*TASK STATEMENT:*
Transcribe the entries that follow, word for word.

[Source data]
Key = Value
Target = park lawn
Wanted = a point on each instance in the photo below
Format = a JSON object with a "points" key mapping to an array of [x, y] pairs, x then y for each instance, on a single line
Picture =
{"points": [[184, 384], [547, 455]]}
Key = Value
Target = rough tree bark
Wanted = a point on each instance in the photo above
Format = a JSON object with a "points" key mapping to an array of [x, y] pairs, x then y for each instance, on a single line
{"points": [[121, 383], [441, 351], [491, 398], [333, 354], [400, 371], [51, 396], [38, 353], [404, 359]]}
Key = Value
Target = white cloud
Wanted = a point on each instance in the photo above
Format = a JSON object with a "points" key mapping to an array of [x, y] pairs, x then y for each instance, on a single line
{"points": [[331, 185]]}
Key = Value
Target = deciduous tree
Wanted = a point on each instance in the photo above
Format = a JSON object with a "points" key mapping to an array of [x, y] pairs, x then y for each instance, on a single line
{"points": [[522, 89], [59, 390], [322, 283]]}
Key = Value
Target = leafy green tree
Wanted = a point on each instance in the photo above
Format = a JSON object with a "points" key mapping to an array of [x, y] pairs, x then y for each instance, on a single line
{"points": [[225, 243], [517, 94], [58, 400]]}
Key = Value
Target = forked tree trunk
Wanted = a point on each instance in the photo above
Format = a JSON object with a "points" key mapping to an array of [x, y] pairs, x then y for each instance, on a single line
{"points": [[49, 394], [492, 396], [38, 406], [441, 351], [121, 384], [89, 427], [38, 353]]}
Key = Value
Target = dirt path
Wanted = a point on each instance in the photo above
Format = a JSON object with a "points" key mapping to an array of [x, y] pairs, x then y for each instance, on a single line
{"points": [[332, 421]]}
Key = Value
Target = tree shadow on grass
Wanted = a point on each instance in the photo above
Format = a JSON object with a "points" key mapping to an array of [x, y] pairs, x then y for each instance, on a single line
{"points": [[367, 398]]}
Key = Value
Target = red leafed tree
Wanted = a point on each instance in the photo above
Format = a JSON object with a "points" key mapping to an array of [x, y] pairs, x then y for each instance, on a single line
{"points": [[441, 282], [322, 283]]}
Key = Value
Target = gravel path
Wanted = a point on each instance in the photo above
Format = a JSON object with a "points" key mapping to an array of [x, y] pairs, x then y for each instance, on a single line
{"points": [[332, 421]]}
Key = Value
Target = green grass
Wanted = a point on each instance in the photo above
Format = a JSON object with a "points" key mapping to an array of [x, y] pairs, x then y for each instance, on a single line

*SOLUTION TO THE PROBLEM:*
Key = Value
Target = park lawn
Wanted = a point on each instance in the photo below
Format = a JSON object with a "points" key mapping to an array of [x, y] pairs, x then y for each instance, on a single line
Picture =
{"points": [[184, 384], [547, 455]]}
Key = Value
Target = rough tree bark
Wanted = a point on each instance in the photo above
Format = a JSON object with a "points" key mapping to an array of [x, y] pairs, x then y for each instance, on a single line
{"points": [[121, 383], [441, 351], [491, 398], [333, 354], [400, 371], [51, 396], [38, 353], [404, 359]]}
Key = Value
Target = white cloud
Wanted = a point on each instance in the photo above
Format = a JSON object with a "points" key mapping to an array of [x, y] pairs, x then y for each instance, on a single line
{"points": [[331, 185]]}
Key = Value
Target = deciduous tree
Wanted = a point on each instance in the photo above
Format = a JSON object with a "points" key mapping to an array of [x, y] pairs, x then y for each instance, on a single line
{"points": [[522, 89], [59, 390], [322, 283]]}
Key = Value
Target = leafy green tree
Wanted = a point on each instance in the photo above
Format = a JSON object with a "points" key mapping to an array of [x, y] pairs, x then y for each instance, on a single line
{"points": [[225, 243], [517, 94], [58, 400]]}
Key = Value
Target = forked tree trunk
Wanted = a point on each instance in the photo above
Format = a JSON object with a "points" key mapping to an array of [x, y] pairs, x then y for each instance, on a single line
{"points": [[49, 394], [492, 396], [38, 406], [441, 351], [121, 384], [89, 427], [38, 353]]}
Key = Value
Target = dirt path
Wanted = a point on each instance in the photo above
Format = a JSON object with a "points" key mapping to an array of [x, y] pairs, x then y for each instance, on a single line
{"points": [[332, 421]]}
Key = Value
Target = tree shadow on grass
Wanted = a point on each instance in the photo above
Format = a JSON object with a "points" key mapping to an array of [x, y] pairs, x then y for each instance, on a single line
{"points": [[367, 398]]}
Key = Value
Target = red leafed tree
Wanted = a point on each instance in the photo above
Format = a JSON object with a "points" key mapping to an array of [x, y] pairs, x then y for each instance, on a single line
{"points": [[441, 282], [322, 283]]}
Key = Value
Target = gravel path
Wanted = a point on each instance in the photo above
Format = a JSON object with a "points" key mapping to an array of [x, y] pairs, x then y for each instance, on a single line
{"points": [[332, 421]]}
Key = Value
Target = green grass
Wanted = a point on each instance in the photo above
Format = a JSON object with a "points" key mapping to an array of [x, y] pairs, x then y for each instance, on a single line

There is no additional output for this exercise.